_Exercise inputs_:
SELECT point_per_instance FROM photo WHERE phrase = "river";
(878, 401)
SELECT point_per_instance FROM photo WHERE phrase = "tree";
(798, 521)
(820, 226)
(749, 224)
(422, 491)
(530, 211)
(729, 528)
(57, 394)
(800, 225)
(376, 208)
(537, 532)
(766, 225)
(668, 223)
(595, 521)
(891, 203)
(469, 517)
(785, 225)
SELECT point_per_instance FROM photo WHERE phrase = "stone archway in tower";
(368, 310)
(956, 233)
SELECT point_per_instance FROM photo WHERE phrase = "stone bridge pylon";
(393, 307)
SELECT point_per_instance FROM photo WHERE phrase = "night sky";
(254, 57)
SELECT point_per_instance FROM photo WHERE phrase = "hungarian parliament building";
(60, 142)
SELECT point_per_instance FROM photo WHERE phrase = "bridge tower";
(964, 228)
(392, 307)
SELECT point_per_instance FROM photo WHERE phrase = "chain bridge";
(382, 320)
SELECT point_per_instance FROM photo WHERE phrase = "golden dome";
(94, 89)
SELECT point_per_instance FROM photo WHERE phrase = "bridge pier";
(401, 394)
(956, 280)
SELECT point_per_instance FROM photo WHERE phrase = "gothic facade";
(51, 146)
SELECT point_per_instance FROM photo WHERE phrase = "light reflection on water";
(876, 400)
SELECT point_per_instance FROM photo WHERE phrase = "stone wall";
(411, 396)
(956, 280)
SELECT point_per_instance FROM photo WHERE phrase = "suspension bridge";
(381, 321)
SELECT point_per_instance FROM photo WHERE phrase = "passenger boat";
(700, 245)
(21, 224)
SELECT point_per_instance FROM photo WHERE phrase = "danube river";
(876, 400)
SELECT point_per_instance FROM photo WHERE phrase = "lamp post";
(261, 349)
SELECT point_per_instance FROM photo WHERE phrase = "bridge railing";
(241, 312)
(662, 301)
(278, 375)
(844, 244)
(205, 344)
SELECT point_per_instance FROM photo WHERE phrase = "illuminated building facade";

_What you are asked to do_: All of the entries should be written out again exactly.

_Output below_:
SELECT point_per_instance FROM photo WHERE phrase = "river";
(878, 401)
SELECT point_per_instance FROM photo WHERE phrase = "tree";
(798, 521)
(820, 226)
(749, 224)
(422, 491)
(530, 211)
(729, 528)
(57, 394)
(800, 225)
(376, 208)
(537, 532)
(766, 225)
(668, 223)
(595, 521)
(891, 203)
(469, 517)
(785, 225)
SELECT point_per_instance FROM photo WHERE phrase = "stone archway in tower";
(368, 310)
(956, 233)
SELECT point_per_instance FROM photo WHERE phrase = "stone bridge pylon";
(393, 307)
SELECT point_per_instance FROM photo WHERE phrase = "night sky";
(254, 57)
SELECT point_per_instance FROM photo WHERE phrase = "hungarian parliament building";
(60, 142)
SELECT point_per_instance FROM photo WHERE phrase = "bridge tower";
(964, 228)
(392, 307)
SELECT point_per_instance FROM photo WHERE phrase = "chain bridge";
(382, 320)
SELECT point_per_instance FROM photo WHERE phrase = "golden dome";
(94, 89)
SELECT point_per_instance FROM photo WHERE phrase = "bridge pier";
(401, 394)
(956, 280)
SELECT point_per_instance FROM photo WHERE phrase = "gothic facade";
(51, 146)
SELECT point_per_instance FROM photo WHERE phrase = "light reflection on water";
(876, 400)
SELECT point_per_instance FROM photo WHERE phrase = "stone wall";
(411, 396)
(956, 280)
SELECT point_per_instance FROM photo WHERE phrase = "suspension bridge";
(381, 321)
SELECT point_per_instance FROM photo WHERE phrase = "passenger boat";
(700, 245)
(21, 224)
SELECT point_per_instance FROM photo WHERE phrase = "danube river";
(876, 400)
SELECT point_per_instance FROM photo WHERE phrase = "lamp post";
(261, 349)
SELECT point_per_instance FROM photo WHERE phrase = "bridge railing";
(241, 312)
(662, 301)
(278, 375)
(844, 244)
(205, 344)
SELECT point_per_instance FROM photo WHERE phrase = "illuminated building facade";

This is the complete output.